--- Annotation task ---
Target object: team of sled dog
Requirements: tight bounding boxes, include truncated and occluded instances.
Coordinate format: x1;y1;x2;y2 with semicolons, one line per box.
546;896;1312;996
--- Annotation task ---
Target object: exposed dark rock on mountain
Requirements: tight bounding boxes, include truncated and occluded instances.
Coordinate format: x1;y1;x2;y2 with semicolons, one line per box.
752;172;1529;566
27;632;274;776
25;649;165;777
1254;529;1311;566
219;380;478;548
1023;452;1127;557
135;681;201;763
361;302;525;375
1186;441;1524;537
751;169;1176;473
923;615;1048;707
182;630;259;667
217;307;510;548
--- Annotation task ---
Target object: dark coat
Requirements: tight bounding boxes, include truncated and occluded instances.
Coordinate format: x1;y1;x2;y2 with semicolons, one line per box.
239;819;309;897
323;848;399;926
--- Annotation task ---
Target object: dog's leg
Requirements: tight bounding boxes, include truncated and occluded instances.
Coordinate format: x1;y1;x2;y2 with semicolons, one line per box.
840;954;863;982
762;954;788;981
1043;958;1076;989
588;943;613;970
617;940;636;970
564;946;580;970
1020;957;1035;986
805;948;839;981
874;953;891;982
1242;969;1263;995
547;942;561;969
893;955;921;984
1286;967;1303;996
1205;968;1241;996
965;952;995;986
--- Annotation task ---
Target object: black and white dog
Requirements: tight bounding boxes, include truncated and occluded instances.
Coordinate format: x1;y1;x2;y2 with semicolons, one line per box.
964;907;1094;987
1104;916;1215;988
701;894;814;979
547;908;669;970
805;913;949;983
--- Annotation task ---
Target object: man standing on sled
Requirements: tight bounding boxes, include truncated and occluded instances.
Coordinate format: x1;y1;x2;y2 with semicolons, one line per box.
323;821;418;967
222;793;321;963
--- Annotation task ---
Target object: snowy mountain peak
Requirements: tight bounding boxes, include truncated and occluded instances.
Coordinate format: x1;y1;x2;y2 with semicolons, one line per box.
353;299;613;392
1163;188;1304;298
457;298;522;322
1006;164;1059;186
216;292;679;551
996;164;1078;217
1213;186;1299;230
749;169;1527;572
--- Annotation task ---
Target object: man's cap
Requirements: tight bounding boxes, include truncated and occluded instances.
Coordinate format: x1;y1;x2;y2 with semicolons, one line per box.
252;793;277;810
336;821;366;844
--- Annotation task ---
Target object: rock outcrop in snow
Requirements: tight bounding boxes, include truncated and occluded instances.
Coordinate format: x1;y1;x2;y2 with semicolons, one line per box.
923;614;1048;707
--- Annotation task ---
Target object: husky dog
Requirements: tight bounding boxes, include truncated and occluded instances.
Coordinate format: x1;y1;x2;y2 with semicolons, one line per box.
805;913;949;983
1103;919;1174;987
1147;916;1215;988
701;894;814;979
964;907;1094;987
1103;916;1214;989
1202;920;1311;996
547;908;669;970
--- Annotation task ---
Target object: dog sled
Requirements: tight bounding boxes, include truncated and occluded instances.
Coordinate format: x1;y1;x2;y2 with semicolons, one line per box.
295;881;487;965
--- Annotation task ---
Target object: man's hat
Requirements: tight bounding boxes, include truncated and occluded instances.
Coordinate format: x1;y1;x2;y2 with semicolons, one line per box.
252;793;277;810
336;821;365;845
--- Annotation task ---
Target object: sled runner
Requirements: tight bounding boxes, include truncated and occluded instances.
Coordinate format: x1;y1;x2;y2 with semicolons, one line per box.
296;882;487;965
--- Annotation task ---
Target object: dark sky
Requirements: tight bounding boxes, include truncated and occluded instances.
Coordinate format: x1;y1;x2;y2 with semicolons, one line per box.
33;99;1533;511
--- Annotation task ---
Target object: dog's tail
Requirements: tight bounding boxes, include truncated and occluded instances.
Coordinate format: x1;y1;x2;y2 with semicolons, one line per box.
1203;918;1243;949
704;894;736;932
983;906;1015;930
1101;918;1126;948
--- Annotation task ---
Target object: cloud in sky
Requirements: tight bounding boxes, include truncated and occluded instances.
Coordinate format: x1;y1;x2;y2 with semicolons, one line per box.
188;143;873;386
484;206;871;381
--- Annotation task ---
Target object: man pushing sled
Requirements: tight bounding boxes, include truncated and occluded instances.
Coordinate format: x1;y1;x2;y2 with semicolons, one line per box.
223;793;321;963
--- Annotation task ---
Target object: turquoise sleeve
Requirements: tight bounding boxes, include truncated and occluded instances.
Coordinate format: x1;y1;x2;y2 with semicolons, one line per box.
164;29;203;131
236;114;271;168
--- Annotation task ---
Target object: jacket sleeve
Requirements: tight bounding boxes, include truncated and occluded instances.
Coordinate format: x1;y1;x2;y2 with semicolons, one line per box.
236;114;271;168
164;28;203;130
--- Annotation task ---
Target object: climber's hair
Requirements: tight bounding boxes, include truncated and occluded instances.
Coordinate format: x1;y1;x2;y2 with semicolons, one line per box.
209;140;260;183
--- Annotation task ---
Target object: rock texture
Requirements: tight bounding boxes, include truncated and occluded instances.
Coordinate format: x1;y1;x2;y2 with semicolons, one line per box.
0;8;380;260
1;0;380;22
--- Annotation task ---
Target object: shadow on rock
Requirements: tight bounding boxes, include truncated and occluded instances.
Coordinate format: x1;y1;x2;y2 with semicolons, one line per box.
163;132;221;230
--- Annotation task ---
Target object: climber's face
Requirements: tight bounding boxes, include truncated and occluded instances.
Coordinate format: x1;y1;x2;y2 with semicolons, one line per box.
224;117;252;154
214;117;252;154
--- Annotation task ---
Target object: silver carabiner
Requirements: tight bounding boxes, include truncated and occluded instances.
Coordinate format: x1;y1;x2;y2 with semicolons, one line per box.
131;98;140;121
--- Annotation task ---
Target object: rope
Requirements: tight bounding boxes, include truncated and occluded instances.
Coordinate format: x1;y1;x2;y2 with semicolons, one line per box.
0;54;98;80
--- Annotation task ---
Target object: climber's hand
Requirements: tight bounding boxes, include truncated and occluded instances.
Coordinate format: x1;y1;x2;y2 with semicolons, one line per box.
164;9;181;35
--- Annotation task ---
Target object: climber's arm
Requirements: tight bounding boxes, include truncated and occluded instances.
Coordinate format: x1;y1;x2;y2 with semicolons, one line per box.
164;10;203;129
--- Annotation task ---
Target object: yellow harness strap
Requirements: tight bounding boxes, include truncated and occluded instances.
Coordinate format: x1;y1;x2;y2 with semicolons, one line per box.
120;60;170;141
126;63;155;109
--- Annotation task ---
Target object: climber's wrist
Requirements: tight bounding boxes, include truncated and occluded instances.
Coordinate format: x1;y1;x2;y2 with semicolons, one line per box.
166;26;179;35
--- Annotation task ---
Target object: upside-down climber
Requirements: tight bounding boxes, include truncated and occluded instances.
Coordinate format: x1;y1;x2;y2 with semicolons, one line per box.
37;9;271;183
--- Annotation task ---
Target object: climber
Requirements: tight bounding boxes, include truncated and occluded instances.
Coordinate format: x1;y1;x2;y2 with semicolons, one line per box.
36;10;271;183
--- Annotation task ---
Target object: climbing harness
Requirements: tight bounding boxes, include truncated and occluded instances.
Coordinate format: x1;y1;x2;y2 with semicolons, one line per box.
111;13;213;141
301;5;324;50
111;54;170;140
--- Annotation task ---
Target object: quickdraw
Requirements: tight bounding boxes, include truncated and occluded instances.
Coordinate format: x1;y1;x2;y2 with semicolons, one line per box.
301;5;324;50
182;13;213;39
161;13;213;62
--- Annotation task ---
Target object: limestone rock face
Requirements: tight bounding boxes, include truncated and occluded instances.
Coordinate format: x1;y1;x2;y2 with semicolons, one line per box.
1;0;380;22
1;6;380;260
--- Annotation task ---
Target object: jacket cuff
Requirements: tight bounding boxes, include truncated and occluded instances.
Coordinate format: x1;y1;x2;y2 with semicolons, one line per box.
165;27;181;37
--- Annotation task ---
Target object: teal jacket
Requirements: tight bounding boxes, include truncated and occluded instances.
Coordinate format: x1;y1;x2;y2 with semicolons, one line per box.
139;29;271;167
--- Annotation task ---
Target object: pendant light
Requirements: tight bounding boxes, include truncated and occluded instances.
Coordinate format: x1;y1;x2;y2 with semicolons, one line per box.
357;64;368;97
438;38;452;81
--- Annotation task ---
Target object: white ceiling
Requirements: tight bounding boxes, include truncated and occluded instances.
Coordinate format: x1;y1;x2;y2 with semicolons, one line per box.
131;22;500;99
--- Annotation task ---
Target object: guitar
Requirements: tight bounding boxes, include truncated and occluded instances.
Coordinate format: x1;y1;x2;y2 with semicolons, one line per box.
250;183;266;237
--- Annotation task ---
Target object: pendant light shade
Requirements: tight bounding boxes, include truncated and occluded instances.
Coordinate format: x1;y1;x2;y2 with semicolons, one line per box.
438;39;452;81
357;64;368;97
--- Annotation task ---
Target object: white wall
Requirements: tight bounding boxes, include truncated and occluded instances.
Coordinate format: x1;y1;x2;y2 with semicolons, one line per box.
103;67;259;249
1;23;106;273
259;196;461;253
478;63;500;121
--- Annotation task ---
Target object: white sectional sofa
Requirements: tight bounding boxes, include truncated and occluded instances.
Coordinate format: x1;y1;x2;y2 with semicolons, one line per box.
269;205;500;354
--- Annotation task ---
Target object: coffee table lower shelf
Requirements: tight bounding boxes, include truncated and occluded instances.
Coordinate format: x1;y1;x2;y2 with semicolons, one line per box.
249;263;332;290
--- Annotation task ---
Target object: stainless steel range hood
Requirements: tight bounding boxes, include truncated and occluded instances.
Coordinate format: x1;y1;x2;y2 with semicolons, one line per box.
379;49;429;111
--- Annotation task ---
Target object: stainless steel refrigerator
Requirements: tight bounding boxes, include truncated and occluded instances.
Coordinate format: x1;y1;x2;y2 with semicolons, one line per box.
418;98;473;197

======

• _Exercise goal_:
In the listing above, count every line that holds "face". Give only the number.

• _Exercise response_:
2